## START Input rows

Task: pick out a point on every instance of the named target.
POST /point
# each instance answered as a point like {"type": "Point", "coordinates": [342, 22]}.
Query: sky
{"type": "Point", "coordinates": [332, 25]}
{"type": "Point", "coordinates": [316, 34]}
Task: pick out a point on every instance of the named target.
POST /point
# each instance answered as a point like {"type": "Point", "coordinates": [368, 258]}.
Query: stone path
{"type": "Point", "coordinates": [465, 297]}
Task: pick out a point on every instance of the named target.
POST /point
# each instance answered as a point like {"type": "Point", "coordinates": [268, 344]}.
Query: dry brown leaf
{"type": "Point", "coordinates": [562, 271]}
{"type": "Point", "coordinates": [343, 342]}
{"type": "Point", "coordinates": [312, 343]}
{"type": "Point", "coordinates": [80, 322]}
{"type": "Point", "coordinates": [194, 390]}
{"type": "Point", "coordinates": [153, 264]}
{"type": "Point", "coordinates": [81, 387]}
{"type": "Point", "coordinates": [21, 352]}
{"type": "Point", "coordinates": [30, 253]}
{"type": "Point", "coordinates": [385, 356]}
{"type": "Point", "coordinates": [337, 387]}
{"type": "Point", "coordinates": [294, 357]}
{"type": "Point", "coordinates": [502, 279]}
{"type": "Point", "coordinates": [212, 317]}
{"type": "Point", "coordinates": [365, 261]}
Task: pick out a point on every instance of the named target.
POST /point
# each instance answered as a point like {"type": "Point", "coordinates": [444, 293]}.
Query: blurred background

## END Input rows

Written task:
Restate all of the entries exactly, please.

Final answer:
Task: pick out a point on every instance of the named target.
POST /point
# each instance answered as a point like {"type": "Point", "coordinates": [342, 22]}.
Query: sky
{"type": "Point", "coordinates": [332, 25]}
{"type": "Point", "coordinates": [316, 34]}
Task: pick out a point on every instance of the named target.
POST /point
# each instance answered as a point like {"type": "Point", "coordinates": [368, 258]}.
Query: stone path
{"type": "Point", "coordinates": [465, 297]}
Task: pick out a point on every instance of the named target.
POST /point
# each instance answered as a point like {"type": "Point", "coordinates": [268, 344]}.
Query: dry brown leaf
{"type": "Point", "coordinates": [562, 271]}
{"type": "Point", "coordinates": [343, 342]}
{"type": "Point", "coordinates": [312, 343]}
{"type": "Point", "coordinates": [80, 322]}
{"type": "Point", "coordinates": [194, 390]}
{"type": "Point", "coordinates": [153, 264]}
{"type": "Point", "coordinates": [81, 387]}
{"type": "Point", "coordinates": [21, 352]}
{"type": "Point", "coordinates": [30, 253]}
{"type": "Point", "coordinates": [385, 356]}
{"type": "Point", "coordinates": [337, 387]}
{"type": "Point", "coordinates": [294, 357]}
{"type": "Point", "coordinates": [502, 279]}
{"type": "Point", "coordinates": [212, 317]}
{"type": "Point", "coordinates": [365, 261]}
Task: pick out a point on every instance of the named target.
POST /point
# each instance answered as a point like {"type": "Point", "coordinates": [444, 293]}.
Query: blurred background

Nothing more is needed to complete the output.